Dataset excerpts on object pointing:
==================================================

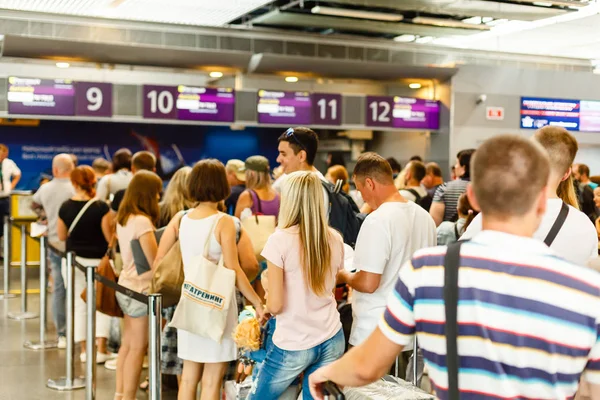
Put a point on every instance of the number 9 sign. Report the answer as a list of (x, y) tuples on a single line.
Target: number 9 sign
[(93, 99)]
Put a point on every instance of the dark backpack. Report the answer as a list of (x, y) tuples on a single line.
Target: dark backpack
[(424, 202), (344, 215)]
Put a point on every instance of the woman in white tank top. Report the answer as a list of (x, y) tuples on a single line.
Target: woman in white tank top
[(205, 360)]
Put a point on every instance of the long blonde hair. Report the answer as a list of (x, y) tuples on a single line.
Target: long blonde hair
[(302, 205), (175, 199)]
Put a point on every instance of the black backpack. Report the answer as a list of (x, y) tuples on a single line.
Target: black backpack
[(344, 215), (424, 202)]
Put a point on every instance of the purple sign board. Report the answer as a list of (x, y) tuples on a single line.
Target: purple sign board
[(41, 96), (412, 113), (327, 109), (205, 104), (285, 108), (159, 102), (93, 99), (379, 111)]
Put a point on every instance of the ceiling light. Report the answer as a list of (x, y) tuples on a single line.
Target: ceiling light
[(473, 20), (425, 39), (448, 23), (405, 38), (345, 12)]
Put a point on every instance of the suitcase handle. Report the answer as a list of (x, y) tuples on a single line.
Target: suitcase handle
[(331, 390)]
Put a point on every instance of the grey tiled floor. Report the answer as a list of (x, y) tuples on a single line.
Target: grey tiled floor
[(23, 373)]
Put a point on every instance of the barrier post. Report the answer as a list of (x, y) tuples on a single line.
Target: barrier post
[(6, 260), (90, 335), (154, 338), (23, 314), (42, 344), (69, 382)]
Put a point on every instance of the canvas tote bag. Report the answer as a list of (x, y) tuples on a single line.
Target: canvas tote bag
[(259, 227), (205, 296)]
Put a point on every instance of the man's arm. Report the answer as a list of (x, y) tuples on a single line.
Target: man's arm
[(364, 282), (360, 366)]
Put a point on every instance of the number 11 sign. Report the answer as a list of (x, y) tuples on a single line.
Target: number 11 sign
[(327, 109)]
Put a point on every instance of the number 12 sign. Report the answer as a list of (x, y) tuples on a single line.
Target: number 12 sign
[(327, 109), (379, 111), (93, 99)]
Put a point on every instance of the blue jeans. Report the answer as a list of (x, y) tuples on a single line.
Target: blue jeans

==================================================

_WRITTEN REQUEST_
Your task is to reproduce, exactly and exclusively, the lines from the one holding "Put a point on every instance of the man's" through the final line of the listing.

_COMPLETED EXERCISE_
Put a point on every instance of the man's arm. Report the answer as a list of (x, y) tuples on a single line.
Target: man's arm
[(364, 282), (360, 366)]
Put a point on every instance of the number 11 sign. Report the answer as a list of (x, y) tuples on a single line.
Target: number 11 sign
[(327, 109)]
Put a point on every instance of the number 12 sign. Report the answer as a list of (x, y) tuples on a single line.
Target: number 12 sign
[(327, 109), (379, 111), (93, 99)]
Put a point on every instance of the blue jeans. Report the answer as a list of (x, y) tuples on a single line.
Target: blue jeans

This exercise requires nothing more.